== Supplied entries ==

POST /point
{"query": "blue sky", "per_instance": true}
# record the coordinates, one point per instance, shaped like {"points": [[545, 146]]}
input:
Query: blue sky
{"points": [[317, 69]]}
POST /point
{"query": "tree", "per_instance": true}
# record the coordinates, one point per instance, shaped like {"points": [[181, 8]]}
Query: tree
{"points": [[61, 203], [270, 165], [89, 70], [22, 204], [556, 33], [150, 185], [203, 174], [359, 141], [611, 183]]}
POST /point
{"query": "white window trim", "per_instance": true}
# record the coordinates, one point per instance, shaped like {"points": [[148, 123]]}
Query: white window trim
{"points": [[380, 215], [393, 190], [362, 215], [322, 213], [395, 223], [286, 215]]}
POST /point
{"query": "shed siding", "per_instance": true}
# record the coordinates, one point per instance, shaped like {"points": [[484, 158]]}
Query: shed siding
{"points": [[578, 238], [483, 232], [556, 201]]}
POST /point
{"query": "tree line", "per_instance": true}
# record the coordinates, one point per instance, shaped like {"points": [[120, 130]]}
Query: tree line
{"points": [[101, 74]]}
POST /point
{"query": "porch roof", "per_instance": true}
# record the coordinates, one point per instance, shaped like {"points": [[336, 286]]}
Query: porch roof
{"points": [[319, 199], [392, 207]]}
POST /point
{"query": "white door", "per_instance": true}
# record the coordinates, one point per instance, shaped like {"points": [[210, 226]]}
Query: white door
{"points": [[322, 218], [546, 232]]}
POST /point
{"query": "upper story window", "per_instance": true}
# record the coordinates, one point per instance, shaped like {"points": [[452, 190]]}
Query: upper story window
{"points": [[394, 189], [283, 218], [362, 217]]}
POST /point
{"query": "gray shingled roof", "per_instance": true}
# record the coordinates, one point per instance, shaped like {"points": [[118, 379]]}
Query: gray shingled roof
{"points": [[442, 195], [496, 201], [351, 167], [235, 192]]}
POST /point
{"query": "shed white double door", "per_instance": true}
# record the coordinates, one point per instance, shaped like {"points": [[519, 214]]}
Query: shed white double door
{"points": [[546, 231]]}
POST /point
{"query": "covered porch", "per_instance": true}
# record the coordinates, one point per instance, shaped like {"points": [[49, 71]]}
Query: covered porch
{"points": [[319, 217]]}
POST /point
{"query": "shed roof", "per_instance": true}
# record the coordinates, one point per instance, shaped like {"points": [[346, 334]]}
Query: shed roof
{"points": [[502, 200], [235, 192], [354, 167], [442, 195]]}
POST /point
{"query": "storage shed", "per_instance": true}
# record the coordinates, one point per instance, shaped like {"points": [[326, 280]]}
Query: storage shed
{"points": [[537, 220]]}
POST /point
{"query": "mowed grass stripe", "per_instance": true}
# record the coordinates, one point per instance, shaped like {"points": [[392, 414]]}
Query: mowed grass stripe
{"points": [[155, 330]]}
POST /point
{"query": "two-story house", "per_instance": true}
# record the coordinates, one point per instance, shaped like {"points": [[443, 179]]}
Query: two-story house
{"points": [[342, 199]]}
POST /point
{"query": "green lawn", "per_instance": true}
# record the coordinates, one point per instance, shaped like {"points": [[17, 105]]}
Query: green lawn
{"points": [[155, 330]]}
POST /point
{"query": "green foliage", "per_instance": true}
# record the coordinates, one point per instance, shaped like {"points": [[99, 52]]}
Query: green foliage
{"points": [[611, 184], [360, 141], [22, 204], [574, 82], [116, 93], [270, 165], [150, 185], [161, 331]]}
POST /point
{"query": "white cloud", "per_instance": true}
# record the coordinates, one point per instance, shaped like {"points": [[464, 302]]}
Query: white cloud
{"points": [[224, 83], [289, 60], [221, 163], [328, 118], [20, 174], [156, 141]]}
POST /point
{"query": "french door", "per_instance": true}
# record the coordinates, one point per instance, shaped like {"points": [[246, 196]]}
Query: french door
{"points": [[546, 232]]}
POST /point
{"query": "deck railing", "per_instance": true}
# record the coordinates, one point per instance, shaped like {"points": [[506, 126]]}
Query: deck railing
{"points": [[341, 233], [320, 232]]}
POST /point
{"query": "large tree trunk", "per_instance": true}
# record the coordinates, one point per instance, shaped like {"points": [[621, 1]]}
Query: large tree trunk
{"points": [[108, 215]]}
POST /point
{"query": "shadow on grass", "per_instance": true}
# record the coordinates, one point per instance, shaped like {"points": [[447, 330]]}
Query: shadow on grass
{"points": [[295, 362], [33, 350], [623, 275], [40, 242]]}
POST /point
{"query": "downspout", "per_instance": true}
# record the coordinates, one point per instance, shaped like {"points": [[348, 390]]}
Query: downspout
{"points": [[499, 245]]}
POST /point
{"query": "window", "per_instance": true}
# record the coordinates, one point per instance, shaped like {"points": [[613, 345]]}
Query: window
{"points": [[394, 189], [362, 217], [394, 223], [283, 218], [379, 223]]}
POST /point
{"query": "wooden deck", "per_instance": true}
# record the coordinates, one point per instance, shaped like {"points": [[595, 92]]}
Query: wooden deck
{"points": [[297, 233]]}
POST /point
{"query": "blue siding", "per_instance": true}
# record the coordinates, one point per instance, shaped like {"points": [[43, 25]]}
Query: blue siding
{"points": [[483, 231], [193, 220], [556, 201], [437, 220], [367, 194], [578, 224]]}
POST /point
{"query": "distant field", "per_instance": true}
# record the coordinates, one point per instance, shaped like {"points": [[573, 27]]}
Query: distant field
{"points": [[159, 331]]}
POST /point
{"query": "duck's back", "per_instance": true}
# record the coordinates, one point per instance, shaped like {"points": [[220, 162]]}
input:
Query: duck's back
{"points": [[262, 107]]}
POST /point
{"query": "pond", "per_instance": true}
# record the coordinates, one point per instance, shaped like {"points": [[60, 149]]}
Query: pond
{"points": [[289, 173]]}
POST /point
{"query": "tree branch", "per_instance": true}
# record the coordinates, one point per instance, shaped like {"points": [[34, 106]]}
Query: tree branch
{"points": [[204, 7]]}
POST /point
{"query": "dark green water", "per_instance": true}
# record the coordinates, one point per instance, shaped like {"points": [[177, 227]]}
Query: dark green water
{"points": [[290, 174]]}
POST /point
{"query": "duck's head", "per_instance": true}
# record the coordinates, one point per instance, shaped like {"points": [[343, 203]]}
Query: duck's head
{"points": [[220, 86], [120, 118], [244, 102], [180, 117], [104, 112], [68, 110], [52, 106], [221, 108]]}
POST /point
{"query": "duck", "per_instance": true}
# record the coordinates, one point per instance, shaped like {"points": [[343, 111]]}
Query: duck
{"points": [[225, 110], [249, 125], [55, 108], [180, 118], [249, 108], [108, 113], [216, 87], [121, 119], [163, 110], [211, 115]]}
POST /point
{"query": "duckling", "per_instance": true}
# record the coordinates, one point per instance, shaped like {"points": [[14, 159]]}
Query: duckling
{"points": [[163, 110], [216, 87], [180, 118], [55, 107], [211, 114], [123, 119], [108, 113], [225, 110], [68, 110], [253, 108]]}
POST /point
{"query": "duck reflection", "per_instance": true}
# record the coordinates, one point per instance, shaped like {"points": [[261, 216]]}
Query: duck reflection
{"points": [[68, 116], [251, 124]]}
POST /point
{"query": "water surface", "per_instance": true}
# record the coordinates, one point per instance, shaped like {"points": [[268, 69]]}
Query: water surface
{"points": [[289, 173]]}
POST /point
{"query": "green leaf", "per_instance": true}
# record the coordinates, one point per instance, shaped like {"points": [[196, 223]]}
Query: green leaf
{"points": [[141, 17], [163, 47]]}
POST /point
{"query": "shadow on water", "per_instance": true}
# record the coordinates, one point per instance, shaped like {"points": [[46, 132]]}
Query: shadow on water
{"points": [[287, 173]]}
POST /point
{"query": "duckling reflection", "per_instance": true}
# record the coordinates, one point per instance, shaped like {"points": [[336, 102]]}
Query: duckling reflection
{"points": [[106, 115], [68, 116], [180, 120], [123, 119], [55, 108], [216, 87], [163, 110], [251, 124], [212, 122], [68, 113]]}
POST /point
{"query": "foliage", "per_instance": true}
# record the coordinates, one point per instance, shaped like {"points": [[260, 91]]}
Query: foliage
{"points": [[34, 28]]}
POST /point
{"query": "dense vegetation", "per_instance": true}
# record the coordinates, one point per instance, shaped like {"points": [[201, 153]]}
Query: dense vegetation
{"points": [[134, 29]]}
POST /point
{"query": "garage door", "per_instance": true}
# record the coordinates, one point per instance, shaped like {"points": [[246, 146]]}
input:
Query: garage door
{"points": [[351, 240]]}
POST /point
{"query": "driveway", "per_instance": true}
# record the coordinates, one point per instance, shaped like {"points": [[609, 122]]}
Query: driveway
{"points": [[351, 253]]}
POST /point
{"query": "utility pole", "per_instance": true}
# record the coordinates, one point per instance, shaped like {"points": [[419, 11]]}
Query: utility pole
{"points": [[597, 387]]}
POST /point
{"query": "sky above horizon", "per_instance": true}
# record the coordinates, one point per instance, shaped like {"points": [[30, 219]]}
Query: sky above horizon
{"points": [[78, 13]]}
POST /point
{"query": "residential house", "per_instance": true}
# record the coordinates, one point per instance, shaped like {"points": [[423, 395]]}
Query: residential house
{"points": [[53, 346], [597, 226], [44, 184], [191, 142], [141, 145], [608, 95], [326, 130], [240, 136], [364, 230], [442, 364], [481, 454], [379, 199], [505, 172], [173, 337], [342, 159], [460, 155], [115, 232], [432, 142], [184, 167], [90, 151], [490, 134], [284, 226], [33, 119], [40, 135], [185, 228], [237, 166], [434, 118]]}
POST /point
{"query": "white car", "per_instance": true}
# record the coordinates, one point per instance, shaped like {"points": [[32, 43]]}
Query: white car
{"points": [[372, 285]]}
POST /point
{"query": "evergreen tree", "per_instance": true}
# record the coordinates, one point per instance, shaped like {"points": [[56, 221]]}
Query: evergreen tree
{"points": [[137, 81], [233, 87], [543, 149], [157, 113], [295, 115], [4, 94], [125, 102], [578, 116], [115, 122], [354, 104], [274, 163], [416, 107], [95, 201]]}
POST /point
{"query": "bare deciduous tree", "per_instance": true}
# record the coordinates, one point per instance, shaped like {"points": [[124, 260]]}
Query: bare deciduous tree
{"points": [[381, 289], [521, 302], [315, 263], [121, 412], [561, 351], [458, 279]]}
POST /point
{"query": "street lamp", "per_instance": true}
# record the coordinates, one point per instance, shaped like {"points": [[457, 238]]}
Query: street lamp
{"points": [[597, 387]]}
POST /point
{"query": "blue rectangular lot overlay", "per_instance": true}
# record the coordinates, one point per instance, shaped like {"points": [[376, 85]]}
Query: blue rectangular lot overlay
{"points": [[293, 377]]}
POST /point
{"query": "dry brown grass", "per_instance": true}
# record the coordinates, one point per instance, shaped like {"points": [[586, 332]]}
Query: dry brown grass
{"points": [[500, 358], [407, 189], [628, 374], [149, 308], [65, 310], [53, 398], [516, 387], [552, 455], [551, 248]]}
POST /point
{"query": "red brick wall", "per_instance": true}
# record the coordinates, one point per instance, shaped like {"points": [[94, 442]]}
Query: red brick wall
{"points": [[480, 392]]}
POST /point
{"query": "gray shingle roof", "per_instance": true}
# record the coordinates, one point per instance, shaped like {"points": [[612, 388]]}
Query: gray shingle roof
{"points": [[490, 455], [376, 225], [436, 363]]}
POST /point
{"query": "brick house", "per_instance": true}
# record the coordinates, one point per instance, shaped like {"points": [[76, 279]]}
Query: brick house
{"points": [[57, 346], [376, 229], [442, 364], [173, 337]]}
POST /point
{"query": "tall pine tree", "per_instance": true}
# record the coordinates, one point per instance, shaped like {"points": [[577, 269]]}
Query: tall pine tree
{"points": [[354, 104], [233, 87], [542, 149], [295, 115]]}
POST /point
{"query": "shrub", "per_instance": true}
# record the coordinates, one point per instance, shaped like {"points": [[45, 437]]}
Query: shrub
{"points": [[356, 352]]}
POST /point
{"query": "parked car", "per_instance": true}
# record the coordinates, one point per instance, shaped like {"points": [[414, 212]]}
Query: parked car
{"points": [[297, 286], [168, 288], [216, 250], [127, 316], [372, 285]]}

===

Exercise goal: How many lines above contain the string "driveway", with case counting? Reply with the number alone.

Solution to the problem: 2